WHAT IS EXPECTED → Please reproduce all of the rows below word for word, omitting the pictures.

Stored data entries
◆ ◆ ◆ ◆ ◆ ◆ ◆

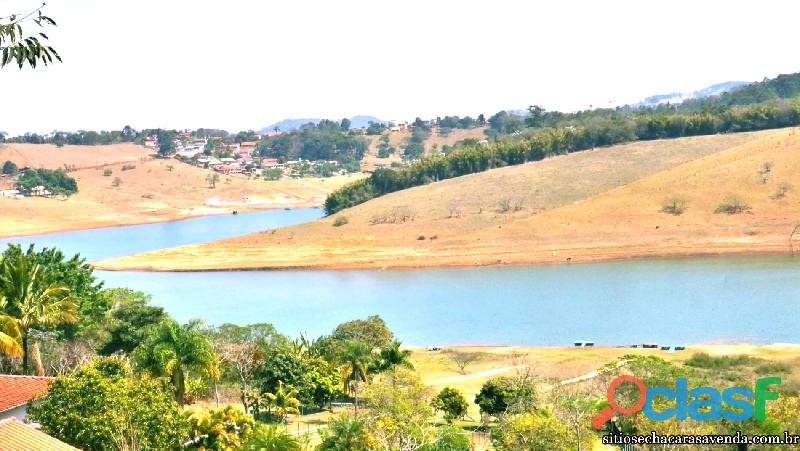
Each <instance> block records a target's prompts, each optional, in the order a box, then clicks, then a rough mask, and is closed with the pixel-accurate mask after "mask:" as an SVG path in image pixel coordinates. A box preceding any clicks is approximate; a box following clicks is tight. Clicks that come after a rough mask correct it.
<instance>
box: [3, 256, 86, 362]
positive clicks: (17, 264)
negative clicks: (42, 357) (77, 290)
mask: <svg viewBox="0 0 800 451" xmlns="http://www.w3.org/2000/svg"><path fill="white" fill-rule="evenodd" d="M0 294H1V295H2V297H0V310H2V311H4V312H5V314H6V315H7V316H9V317H11V318H13V319H14V321H16V323H17V329H18V333H19V338H20V341H21V345H22V371H23V373H25V374H28V372H29V371H30V358H29V356H30V352H29V351H30V349H29V339H30V331H31V330H32V329H34V328H37V327H53V326H57V325H59V324H64V323H75V322H77V321H78V316H77V310H78V302H77V300H76V299H75V298H74V297H72V296H71V295H70V291H69V287H68V286H66V285H64V284H59V283H52V282H49V280H48V276H47V274H46V273H45V272H44V269H43V267H42V266H41V265H39V264H36V263H33V262H32V261H31V259H29V258H28V257H27V256H19V257H18V258H17V259H16V261H10V260H3V264H2V272H1V273H0Z"/></svg>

◆ ◆ ◆ ◆ ◆ ◆ ◆

FINISHED TASK →
Each <instance> block records a target's prompts, each optional, in the order a box, then clicks, then a rough mask, and is closed with the pixel-accurate mask after "mask:" as an SVG path in image pixel coordinates. A box preceding any clicks is approximate; a box following clicks is tight. Clicks that come after a rough mask correct it.
<instance>
box: [3, 256, 86, 362]
positive clicks: (17, 264)
negative clicks: (42, 357) (77, 290)
mask: <svg viewBox="0 0 800 451" xmlns="http://www.w3.org/2000/svg"><path fill="white" fill-rule="evenodd" d="M0 294H1V295H2V297H0V310H2V311H4V312H5V314H6V315H7V316H9V317H11V318H13V319H14V321H16V323H17V329H18V333H19V338H20V341H21V345H22V371H23V373H25V374H28V372H29V371H30V358H29V356H30V352H29V351H30V349H29V339H30V331H31V330H32V329H34V328H37V327H53V326H57V325H59V324H64V323H75V322H77V321H78V316H77V310H78V302H77V300H76V299H75V298H74V297H72V296H71V295H70V291H69V287H68V286H66V285H64V284H59V283H52V282H49V280H48V276H47V274H46V273H45V272H44V269H43V267H42V266H41V265H39V264H36V263H33V262H32V261H31V259H29V258H28V257H27V256H19V257H18V258H17V259H16V261H10V260H3V264H2V272H1V273H0Z"/></svg>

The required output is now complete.